(Saved data entries)
____________

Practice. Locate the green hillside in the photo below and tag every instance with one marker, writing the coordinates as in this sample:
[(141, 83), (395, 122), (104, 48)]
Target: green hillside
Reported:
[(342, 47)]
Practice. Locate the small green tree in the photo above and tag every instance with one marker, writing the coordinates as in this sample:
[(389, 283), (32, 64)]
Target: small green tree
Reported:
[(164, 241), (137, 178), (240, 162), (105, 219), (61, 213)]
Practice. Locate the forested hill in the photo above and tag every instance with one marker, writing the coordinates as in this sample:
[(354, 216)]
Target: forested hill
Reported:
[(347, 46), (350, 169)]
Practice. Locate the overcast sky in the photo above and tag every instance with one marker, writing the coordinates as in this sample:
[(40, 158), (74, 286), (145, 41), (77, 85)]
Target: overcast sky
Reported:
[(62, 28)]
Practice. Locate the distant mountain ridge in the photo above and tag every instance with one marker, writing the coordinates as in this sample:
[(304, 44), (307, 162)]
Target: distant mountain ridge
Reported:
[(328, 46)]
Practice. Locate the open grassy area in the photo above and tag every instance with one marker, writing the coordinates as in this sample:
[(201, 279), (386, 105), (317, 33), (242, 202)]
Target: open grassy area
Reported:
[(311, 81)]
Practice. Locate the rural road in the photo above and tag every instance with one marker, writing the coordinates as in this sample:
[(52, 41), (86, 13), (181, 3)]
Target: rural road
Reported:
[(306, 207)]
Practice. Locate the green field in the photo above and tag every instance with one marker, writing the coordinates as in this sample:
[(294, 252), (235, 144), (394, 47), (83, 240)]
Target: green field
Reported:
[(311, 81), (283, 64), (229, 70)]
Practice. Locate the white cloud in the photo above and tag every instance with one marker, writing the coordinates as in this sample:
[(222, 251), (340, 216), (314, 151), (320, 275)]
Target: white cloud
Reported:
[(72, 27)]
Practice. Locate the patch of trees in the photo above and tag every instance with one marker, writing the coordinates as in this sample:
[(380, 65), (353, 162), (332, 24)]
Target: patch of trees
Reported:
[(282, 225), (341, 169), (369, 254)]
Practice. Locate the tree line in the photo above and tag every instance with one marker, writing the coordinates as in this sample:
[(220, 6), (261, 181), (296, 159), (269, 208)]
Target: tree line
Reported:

____________

ABOUT THIS EXERCISE — The answer should hold the lines from the one containing "Target: overcast sky" through the end of the entries above, set down exactly, with both ends included.

TASK RESPONSE —
Target: overcast sky
Reported:
[(62, 28)]
Practice. Locate the distant mountain ridge in the photo above and tag every instance with one marker, writing the coordinates as in this sample:
[(304, 44), (307, 162)]
Target: distant mountain ridge
Reported:
[(328, 46)]
Practice. Locate the open grassy area in the photo above and tag every instance with one marker, writing the coordinates as in this sample:
[(201, 279), (386, 105), (317, 33), (242, 202)]
Target: open grassy area
Reported:
[(311, 81)]
Practice. Locate the rural road in the photo above and tag every instance with one marker, writing the coordinates as in this sample:
[(52, 41), (86, 13), (181, 3)]
Target: rural road
Reported:
[(306, 207)]
Practice. Locate the green field in the photo above and tag every instance with one marker, writing the coordinates as in this sample:
[(294, 252), (235, 144), (394, 47), (83, 240)]
Target: green field
Reported:
[(311, 81), (283, 64), (229, 70)]
Practice. Locate the white cloud in the photo above and tag every instance with one marker, writing the coordinates as in this sample:
[(222, 251), (340, 216), (314, 151), (320, 275)]
Target: white cloud
Reported:
[(72, 27)]
Practice. Locate the patch of trees in the photo above and tag every instance with one marker, writing the coordinates as in this sample:
[(380, 65), (353, 162), (332, 24)]
Target: patch of trees
Reported:
[(282, 225), (341, 169), (369, 254)]
Practice. Locate the tree line in the photo above and tag every instance with one marker, writing the coordinates as in this sample:
[(220, 6), (261, 181), (296, 159), (269, 208)]
Target: tree line
Reported:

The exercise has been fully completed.